• [WHAT NEEDS TO BE DONE]:
Lines below that hold the word "pixels" must be copied in full.

• [Stored items]:
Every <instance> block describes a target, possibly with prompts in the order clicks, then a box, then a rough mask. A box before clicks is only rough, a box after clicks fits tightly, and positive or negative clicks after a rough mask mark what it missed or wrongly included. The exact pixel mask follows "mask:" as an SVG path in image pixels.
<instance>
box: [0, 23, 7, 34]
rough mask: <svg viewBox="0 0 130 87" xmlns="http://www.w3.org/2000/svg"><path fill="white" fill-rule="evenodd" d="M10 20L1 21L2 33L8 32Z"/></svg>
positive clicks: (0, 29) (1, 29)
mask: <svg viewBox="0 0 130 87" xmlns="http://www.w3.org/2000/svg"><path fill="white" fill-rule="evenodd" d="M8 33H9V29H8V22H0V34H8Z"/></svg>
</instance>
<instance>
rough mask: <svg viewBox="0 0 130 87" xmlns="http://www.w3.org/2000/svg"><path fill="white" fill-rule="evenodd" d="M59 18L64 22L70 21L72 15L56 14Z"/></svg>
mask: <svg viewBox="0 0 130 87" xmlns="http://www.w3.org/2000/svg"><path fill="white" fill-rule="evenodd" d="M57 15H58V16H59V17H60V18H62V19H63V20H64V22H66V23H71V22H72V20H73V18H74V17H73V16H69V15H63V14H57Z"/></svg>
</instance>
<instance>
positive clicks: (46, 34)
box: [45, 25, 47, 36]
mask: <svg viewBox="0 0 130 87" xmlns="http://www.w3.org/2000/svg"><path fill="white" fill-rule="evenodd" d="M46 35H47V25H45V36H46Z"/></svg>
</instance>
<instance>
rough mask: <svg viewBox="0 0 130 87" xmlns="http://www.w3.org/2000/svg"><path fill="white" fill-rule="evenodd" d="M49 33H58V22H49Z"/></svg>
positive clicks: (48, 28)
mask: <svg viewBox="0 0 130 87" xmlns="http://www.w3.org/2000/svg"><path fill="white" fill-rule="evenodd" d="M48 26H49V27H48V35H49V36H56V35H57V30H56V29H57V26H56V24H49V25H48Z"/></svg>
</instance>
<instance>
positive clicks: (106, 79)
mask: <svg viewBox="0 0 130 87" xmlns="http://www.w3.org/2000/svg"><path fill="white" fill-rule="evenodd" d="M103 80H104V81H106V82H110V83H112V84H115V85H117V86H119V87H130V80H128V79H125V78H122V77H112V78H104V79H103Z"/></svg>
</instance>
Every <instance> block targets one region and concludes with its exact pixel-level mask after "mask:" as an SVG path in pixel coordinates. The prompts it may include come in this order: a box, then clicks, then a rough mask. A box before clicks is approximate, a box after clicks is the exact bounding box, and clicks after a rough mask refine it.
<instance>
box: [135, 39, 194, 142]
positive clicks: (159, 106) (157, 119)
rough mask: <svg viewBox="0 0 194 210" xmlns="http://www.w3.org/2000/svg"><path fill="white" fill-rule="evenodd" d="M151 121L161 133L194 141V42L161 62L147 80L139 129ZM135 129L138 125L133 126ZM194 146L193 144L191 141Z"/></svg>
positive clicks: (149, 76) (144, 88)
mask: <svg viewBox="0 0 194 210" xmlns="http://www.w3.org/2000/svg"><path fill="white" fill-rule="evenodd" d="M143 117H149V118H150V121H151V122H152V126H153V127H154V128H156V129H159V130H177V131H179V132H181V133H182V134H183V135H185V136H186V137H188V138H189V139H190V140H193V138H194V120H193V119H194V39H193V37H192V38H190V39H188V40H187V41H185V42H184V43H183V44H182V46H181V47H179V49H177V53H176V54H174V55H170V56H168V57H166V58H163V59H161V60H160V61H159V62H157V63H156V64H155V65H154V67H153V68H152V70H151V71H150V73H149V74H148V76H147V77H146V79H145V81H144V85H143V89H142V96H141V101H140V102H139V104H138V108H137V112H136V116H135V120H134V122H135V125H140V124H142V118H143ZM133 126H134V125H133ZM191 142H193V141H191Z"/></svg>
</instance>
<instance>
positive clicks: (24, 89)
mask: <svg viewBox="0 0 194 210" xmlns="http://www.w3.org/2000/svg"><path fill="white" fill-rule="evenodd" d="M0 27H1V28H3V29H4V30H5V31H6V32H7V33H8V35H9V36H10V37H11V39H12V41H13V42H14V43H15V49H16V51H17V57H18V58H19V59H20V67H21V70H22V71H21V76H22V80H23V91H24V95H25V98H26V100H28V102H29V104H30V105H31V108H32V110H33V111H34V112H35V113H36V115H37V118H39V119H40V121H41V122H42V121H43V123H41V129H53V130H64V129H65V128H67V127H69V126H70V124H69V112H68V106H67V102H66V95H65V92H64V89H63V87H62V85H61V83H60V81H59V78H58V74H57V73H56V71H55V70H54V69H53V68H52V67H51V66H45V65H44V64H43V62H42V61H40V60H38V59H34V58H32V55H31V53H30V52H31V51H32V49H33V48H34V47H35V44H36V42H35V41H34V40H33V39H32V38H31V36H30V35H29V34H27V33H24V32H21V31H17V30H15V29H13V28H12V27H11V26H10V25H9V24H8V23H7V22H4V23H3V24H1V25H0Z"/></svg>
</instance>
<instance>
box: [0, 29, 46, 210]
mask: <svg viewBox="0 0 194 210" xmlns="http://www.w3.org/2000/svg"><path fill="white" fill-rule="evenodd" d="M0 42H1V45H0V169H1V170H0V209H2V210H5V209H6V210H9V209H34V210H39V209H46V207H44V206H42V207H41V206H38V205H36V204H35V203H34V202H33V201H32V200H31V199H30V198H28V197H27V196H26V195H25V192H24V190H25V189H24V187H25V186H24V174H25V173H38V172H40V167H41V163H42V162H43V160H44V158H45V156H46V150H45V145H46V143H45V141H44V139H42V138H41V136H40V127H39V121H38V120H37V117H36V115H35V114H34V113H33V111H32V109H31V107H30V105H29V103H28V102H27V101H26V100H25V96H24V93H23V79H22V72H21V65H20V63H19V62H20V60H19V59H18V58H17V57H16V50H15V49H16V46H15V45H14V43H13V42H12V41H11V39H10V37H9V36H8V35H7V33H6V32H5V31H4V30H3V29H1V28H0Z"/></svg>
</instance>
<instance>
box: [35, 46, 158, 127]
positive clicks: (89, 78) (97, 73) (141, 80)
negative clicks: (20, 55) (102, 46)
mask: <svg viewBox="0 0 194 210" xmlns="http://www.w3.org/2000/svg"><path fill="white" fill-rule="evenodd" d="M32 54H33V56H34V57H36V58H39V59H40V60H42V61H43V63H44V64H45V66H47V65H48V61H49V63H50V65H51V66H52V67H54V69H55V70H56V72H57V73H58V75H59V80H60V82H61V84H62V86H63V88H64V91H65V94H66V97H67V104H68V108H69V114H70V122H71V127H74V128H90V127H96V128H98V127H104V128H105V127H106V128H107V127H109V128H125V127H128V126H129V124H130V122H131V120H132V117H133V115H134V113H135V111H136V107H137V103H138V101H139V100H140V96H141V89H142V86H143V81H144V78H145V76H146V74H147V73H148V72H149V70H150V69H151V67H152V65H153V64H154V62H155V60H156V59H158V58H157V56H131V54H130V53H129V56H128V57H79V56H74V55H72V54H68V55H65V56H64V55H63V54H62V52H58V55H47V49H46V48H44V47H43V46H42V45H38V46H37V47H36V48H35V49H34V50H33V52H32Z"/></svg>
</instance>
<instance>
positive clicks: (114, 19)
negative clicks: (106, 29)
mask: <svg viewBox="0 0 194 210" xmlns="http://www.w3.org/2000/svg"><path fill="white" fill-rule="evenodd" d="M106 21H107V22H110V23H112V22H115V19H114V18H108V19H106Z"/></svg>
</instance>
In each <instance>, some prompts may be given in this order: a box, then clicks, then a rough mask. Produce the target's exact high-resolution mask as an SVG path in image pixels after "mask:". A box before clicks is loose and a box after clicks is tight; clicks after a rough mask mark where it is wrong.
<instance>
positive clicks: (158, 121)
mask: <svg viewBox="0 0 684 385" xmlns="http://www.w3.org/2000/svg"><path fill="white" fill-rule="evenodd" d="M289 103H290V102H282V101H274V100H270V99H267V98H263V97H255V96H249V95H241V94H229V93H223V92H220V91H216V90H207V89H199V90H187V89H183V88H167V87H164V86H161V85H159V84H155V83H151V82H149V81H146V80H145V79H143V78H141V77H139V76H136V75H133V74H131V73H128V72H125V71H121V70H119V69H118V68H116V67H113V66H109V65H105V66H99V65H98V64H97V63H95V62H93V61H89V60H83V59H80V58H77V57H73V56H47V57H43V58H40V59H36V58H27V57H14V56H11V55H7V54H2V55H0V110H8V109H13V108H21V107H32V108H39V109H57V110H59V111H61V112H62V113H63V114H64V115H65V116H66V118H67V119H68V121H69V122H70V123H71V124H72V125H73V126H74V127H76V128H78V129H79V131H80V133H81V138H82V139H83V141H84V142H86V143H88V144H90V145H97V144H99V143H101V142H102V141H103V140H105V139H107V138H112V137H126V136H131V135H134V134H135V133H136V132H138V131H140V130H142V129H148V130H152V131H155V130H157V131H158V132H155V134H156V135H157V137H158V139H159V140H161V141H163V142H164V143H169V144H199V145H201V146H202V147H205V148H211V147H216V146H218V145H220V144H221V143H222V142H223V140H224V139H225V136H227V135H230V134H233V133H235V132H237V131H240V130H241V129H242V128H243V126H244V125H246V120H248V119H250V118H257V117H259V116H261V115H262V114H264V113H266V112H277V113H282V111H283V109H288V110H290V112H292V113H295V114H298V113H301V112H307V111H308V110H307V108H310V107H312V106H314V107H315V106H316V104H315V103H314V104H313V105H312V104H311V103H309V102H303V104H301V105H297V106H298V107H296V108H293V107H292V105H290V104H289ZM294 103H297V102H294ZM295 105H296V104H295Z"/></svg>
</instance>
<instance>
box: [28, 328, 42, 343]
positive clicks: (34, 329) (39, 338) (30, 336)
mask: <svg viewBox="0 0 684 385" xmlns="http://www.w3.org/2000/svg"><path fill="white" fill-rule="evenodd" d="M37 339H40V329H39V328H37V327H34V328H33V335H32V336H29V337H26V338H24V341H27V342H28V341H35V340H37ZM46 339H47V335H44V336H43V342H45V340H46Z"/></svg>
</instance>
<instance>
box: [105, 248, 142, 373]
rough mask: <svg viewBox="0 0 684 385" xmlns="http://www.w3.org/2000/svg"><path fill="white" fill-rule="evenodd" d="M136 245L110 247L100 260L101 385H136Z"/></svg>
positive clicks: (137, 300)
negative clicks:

• [SOLUTION TO THIS TASK]:
Every <instance> block describes a target, possibly with prompts in the order clicks, then a box, then a rough mask. A box before clicks is only rough, a box after clicks fits tightly, and positive or negative clicks after a rough mask mark what it missed or wrongly included. The exact pixel mask follows "mask:" as an SVG path in image pixels.
In each <instance>, some prompts may be given in this order: a box, then clicks, then a rough mask. Produce the target's exact high-resolution mask as an SVG path in image pixels after "mask:". A box before clicks is loose and a box after clicks is tight; clicks after a rough mask mark where it is wrong.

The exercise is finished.